━━━ PASSAGE GIVEN ━━━
Configure using instance metadata #1

reachfh · 2018-08-08T19:22:41Z

I am using this module with Nerves, so logging runs very early in the boot process. I reorganized the initialization and configuration process so that it works reliably.

pmenhart · 2018-08-11T22:07:43Z

Thanks for the pull request! Nerves is definitely bringing new challenges - I have no experience with Elixir starting faster than the EC2 instance metadata :-)
I forked from the original cloud_watch to use ExAws instead of the the AWS Elixir library. Unfortunately, your proposal breaks compatibility with ExAws.
I believe this can fix it: configure_aws/1 is specific for the AWS, and should be moved to CloudWatch.AwsProxy (e.g. refactor AwsProxy.client/4, replace all parameters with state, return nil if the client is not ready yet).
ExAws has its own credential resolution mechanism, including ECS task roles, EC2 instance roles, assume sts roles, etc. However, I have no experience how it would work in your "early boot" scenario. I hope that the ExAws implementation of AwsProxy.client(state) can be enhanced to check whether the configuration is valid, and return nil if false. Next check would be invoked from your :refresh_creds timer.

Additional questions or remarks:

I like your implementation of periodic timer to check AWS client validity. I suggest to set reasonably large max_buffer_size, as the boot often generates tons of messages. We experienced log overflow and/or failure of flush/1 when the buffer was small.
I wonder why you keep calling :refresh_creds -> configure_aws/1 every 5 min even after the credentials were resolved? Is there a scenario that the EC2 instance metadata or ECS task roles change values over time?
What is the timeout of :hackney.request calls? We use similar calls, and when running the release outside of EC2 (e.g. developers using local Docker containers, the call took 60 seconds to timeout. We had to configure such calls with short timeout (1 sec should be plenty in this case, IMHO).
FYI, we'll need more flexibility in log_stream_name in my current project. I am thinking about adding configurable callback hook, i.e. the name can be generated dynamically in the application (incl. ability to change dynamically, e.g. every day or every hour).

Cheers
Peter

reachfh · 2018-08-12T11:56:59Z

Hi Peter,

Did you see any specific problem with ExAws? That's what I tested with, and it worked for me.

ExAws does its own credential loading, but it doesn't deal with the metadata not being available, and doesn't dynamically configure things like the region that it could. So it doesn't hurt to wait for the metadata to be available before trying to connect to ExAws. Probably the right thing to do is enhance ExAws a bit.
━━━ LISTED RECORDS ━━━
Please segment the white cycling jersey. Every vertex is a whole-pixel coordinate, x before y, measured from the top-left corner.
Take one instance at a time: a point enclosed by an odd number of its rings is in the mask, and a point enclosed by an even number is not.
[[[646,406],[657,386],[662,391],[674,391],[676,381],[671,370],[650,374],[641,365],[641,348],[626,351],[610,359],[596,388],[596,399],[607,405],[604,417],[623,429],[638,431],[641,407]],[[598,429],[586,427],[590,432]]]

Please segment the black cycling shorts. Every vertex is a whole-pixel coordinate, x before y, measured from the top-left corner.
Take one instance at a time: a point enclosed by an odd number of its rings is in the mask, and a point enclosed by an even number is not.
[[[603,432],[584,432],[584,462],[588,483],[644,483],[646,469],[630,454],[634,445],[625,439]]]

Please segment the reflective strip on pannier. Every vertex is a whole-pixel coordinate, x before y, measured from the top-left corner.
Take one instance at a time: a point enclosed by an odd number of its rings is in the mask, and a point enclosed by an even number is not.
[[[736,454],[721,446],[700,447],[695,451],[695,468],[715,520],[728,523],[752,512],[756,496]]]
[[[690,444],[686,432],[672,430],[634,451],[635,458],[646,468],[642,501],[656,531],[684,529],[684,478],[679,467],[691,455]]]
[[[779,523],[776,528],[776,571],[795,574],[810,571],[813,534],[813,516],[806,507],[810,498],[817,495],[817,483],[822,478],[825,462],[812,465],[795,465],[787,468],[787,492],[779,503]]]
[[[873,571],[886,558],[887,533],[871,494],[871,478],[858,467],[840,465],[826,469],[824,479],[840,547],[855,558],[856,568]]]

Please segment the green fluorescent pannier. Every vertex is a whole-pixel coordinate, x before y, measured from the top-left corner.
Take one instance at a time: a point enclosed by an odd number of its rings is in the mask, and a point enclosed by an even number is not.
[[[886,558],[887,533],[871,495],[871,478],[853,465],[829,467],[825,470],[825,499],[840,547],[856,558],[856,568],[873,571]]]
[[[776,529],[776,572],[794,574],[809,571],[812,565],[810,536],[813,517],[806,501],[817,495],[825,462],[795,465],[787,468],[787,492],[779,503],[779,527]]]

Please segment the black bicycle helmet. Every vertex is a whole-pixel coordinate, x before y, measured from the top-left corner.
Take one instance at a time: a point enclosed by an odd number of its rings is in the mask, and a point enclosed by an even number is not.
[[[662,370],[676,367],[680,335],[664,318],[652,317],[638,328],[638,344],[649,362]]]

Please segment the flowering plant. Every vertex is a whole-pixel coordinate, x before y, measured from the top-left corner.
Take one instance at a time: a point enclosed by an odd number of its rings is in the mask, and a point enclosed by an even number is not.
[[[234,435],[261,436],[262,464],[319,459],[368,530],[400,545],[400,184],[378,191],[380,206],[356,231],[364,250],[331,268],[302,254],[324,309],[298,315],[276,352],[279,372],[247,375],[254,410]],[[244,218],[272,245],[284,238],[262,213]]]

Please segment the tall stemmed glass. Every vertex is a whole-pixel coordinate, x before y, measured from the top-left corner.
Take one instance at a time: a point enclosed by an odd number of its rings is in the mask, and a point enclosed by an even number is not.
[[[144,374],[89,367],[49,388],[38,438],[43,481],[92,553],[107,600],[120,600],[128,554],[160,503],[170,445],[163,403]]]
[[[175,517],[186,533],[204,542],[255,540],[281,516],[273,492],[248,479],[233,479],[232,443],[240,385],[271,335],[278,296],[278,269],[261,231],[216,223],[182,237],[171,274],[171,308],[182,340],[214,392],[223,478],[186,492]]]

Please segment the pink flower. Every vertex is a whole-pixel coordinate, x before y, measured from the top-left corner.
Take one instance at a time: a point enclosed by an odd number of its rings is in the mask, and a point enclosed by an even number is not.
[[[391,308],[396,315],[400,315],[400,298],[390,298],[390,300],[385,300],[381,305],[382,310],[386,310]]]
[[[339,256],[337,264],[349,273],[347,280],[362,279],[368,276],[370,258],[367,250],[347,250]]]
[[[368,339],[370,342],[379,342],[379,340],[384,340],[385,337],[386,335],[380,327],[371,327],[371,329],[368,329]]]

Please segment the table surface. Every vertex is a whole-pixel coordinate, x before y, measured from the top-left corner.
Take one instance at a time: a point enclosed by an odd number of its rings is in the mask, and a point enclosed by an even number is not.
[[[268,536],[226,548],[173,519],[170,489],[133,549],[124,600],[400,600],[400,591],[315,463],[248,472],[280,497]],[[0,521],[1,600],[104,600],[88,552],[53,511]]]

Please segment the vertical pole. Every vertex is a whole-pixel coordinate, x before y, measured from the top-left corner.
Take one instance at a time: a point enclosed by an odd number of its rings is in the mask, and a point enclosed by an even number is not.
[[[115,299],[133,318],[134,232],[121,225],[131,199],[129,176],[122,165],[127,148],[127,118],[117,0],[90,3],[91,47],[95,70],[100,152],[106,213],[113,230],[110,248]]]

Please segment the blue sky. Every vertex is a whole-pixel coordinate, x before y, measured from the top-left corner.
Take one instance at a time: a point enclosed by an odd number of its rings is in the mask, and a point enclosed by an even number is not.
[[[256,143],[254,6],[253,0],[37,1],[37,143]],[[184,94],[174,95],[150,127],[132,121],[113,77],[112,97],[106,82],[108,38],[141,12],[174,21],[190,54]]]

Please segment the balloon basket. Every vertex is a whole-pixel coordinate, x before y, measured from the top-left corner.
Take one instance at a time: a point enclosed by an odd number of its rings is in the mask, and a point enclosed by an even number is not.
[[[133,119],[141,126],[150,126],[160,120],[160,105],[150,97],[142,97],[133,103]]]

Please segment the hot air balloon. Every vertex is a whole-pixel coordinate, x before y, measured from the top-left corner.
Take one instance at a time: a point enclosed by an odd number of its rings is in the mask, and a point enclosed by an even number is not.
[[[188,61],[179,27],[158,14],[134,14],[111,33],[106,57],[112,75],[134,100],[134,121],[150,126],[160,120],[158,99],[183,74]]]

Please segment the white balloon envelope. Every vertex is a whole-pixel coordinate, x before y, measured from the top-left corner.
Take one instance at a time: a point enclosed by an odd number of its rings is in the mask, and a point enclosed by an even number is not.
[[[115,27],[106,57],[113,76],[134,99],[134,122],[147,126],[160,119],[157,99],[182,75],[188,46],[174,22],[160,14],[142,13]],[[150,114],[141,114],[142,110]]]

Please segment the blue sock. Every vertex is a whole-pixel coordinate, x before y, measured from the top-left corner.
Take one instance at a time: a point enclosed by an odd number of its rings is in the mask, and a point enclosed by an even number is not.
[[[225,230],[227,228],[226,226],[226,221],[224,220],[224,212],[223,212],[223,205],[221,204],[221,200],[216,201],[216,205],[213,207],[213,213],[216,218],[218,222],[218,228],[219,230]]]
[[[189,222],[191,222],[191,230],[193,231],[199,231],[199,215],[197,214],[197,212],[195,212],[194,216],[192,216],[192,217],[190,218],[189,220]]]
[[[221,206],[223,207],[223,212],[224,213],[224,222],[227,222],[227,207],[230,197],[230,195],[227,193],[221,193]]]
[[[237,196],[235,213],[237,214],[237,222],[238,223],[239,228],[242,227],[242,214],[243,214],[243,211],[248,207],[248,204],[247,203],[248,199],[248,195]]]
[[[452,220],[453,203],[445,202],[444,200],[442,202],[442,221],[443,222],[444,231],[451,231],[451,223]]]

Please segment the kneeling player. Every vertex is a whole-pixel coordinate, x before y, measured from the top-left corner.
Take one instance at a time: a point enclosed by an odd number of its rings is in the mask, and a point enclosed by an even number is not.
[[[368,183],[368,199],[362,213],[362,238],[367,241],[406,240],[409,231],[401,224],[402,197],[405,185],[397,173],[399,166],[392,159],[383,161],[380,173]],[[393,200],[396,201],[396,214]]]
━━━
• _SET PROBLEM 1_: Translate this sentence from the thread into Spanish: "I suggest to set reasonably large max_buffer_size, as the boot often generates tons of messages."
• _SET PROBLEM 2_: In the thread, why does Peter recommend a reasonably large max_buffer_size? Answer in one to three sentences.
• _SET PROBLEM 3_: Copy the part of the thread starting at "I am using this" and ending at "compatibility with ExAws.".

• _REPLY 1_: Sugiero establecer un max_buffer_size razonablemente grande, ya que el arranque suele generar una enorme cantidad de mensajes.

• _REPLY 2_: The boot process often generates tons of messages. When the buffer was small, his team experienced log overflow and/or failure of flush/1.

• _REPLY 3_:
I am using this module with Nerves, so logging runs very early in the boot process. I reorganized the initialization and configuration process so that it works reliably.

pmenhart · 2018-08-11T22:07:43Z

Thanks for the pull request! Nerves is definitely bringing new challenges - I have no experience with Elixir starting faster than the EC2 instance metadata :-)
I forked from the original cloud_watch to use ExAws instead of the the AWS Elixir library. Unfortunately, your proposal breaks compatibility with ExAws.